CONSIGNA A:
Reproduce del texto fuente sobre los plebiscitos el fragmento que comienza con "Pero, desde entonces, si" y continúa hasta "a otra dictadura.".
CONSIGNA B:
Traduce al inglés esta oración del texto fuente sobre los plebiscitos: "Las mayorías abrumadoras hacen que los gobernantes sobreestimen sus fuerzas y sus aptitudes, que se sientan providenciales."
CONSIGNA C:
Según el texto fuente sobre los plebiscitos, ¿quiénes decidieron en definitiva la elección de Yrigoyen para su primera presidencia?

TEXTO FUENTE:
Pero, desde entonces, si no hubo verdaderos plebiscitos, es decir, decisiones concretas tomadas por todos los habitantes del país a pluralidad de votos, hubo gobernantes que se consideraron "plebiscitados", en virtud de las mayorías obtenidas en las elecciones que los consagraron.
Tales son los casos de Yrigoyen en su segunda presidencia y Perón en sus dos periodos, que al tiempo que fueron "plebiscitados" consiguieron unanimidades parlamentarias sin precedentes, sobre todo el último.
Y así como el plebiscito de 1835 condujo a la larga dictadura de Rosas, así también las elecciones para la primera y segunda presidencia de Perón abrieron la puerta a otra dictadura.
Yrigoyen no fué "plebiscitado" para su primera presidencia sino que, por el contrario, triunfó en una elección muy reñida, que en definitiva decidieron los electores radicales disidentes de la provincia de Santa Fe. Tal vez por eso pudo cumplir felizmente su período de seis años, por tantas razones considerado trascendental. Fué, en cambio, "plebiscitado" para su segunda elección, y esta vez el presidente no pudo terminar su mandato.
La conclusión elemental aportada por los hechos históricos es que la experiencia aconseja desconfiar de los plebiscitos, de las mayorías abrumadoras. Las mayorías abrumadoras hacen que los gobernantes sobreestimen sus fuerzas y sus aptitudes, que se sientan providenciales.

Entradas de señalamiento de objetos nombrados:
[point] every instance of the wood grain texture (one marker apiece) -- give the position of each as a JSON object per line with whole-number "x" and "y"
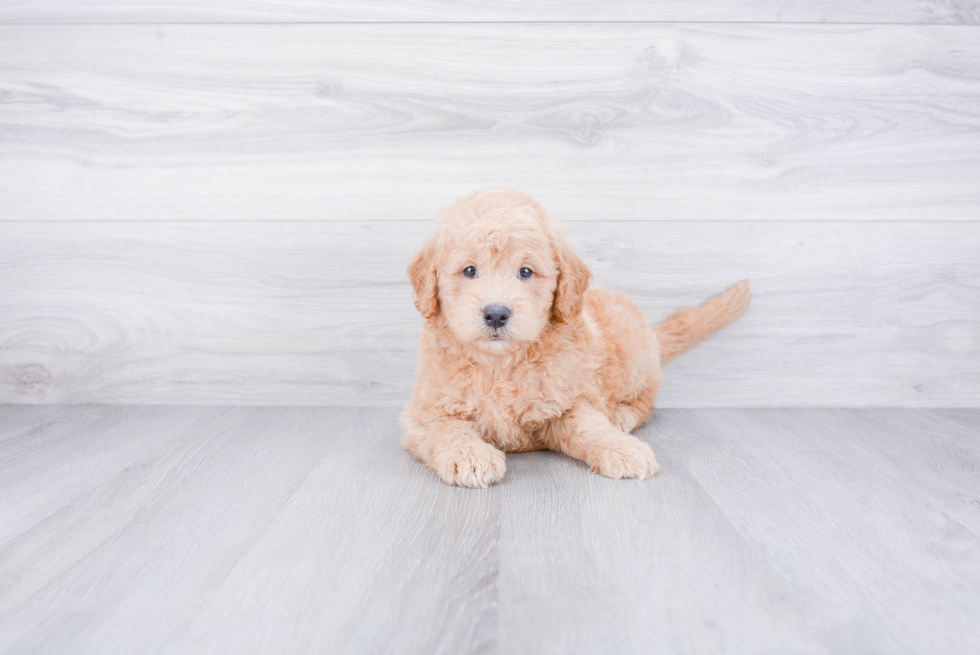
{"x": 207, "y": 11}
{"x": 309, "y": 530}
{"x": 294, "y": 313}
{"x": 382, "y": 122}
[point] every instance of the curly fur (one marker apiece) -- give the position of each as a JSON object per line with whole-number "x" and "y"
{"x": 575, "y": 369}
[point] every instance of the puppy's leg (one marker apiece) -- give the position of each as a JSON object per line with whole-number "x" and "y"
{"x": 454, "y": 450}
{"x": 586, "y": 434}
{"x": 625, "y": 417}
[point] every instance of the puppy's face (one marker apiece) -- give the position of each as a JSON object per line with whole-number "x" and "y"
{"x": 496, "y": 285}
{"x": 498, "y": 273}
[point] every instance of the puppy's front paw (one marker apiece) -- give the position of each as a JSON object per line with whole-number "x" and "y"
{"x": 475, "y": 464}
{"x": 626, "y": 458}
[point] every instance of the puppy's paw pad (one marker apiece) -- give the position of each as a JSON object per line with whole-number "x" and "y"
{"x": 479, "y": 465}
{"x": 632, "y": 459}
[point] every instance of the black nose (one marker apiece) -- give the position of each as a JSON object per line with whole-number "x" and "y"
{"x": 496, "y": 315}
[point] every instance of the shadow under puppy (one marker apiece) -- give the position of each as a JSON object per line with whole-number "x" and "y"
{"x": 518, "y": 353}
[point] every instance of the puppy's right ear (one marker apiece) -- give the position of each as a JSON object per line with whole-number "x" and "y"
{"x": 422, "y": 273}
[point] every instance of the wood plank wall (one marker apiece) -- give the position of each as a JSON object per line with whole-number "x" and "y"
{"x": 214, "y": 202}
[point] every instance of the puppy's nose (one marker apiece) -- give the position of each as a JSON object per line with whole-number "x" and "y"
{"x": 495, "y": 315}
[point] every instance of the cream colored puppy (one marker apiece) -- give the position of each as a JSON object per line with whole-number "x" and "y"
{"x": 518, "y": 353}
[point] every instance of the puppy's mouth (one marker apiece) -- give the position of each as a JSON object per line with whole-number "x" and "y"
{"x": 496, "y": 335}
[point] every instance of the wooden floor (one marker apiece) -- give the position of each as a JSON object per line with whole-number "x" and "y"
{"x": 239, "y": 530}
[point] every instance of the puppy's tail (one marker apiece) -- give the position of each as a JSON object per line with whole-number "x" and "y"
{"x": 688, "y": 327}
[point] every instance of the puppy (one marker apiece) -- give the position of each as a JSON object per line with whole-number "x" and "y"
{"x": 518, "y": 353}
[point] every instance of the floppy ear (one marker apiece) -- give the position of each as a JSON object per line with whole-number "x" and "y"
{"x": 422, "y": 273}
{"x": 573, "y": 280}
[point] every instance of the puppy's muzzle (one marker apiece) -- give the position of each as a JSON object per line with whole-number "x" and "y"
{"x": 496, "y": 316}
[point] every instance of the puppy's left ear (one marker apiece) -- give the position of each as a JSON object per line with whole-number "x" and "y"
{"x": 422, "y": 274}
{"x": 573, "y": 281}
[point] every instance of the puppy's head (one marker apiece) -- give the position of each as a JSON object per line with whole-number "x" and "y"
{"x": 498, "y": 270}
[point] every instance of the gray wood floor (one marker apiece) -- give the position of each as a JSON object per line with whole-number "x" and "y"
{"x": 191, "y": 529}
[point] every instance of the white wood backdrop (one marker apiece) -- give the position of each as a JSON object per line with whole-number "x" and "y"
{"x": 222, "y": 213}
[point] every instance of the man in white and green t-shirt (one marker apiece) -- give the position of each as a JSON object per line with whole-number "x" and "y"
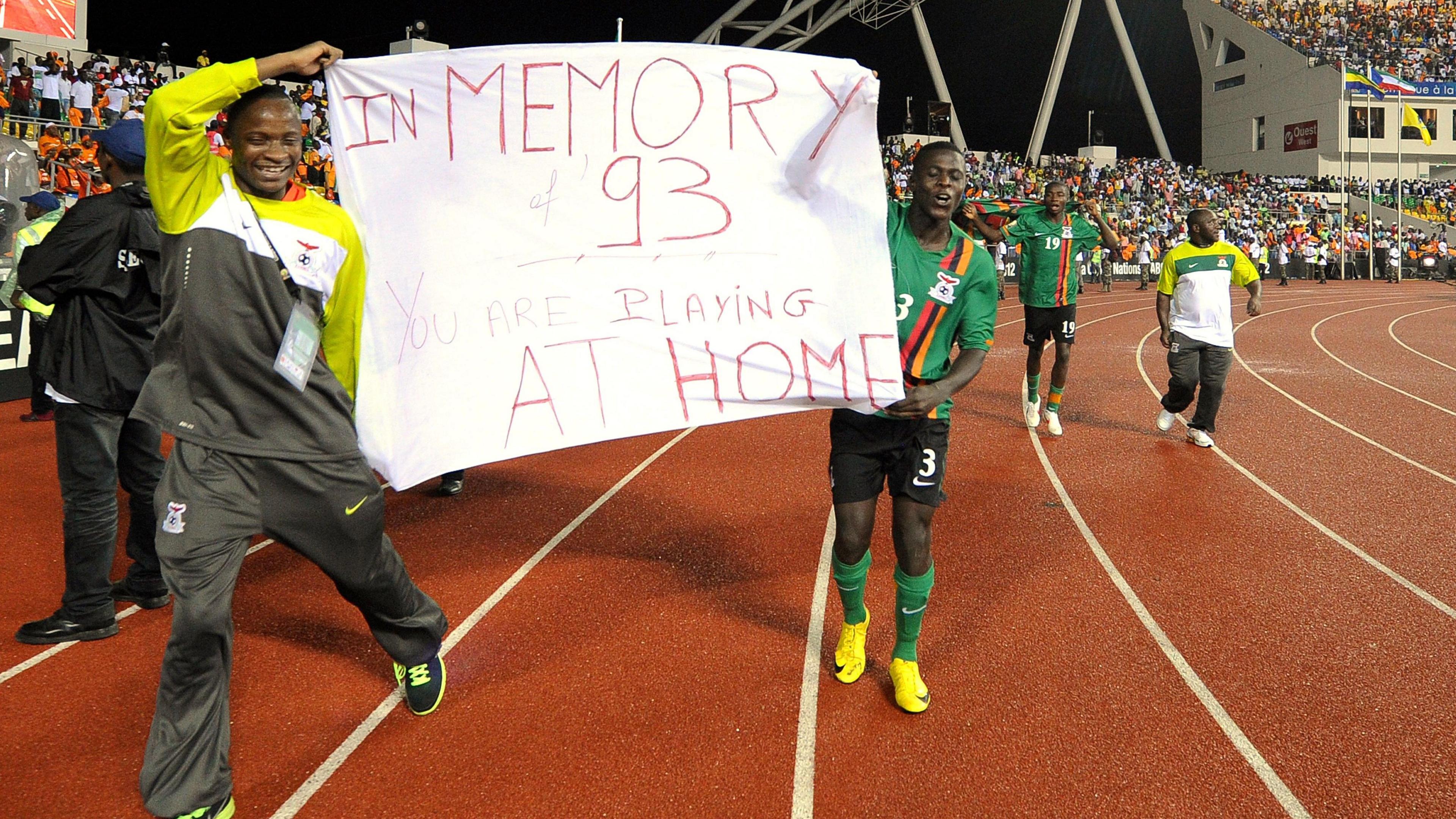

RESPUESTA ESCRITA A:
Pero, desde entonces, si no hubo verdaderos plebiscitos, es decir, decisiones concretas tomadas por todos los habitantes del país a pluralidad de votos, hubo gobernantes que se consideraron "plebiscitados", en virtud de las mayorías obtenidas en las elecciones que los consagraron.
Tales son los casos de Yrigoyen en su segunda presidencia y Perón en sus dos periodos, que al tiempo que fueron "plebiscitados" consiguieron unanimidades parlamentarias sin precedentes, sobre todo el último.
Y así como el plebiscito de 1835 condujo a la larga dictadura de Rosas, así también las elecciones para la primera y segunda presidencia de Perón abrieron la puerta a otra dictadura.

RESPUESTA ESCRITA B:
Overwhelming majorities make rulers overestimate their strength and their abilities, and make them feel providential.

RESPUESTA ESCRITA C:
Los electores radicales disidentes de la provincia de Santa Fe.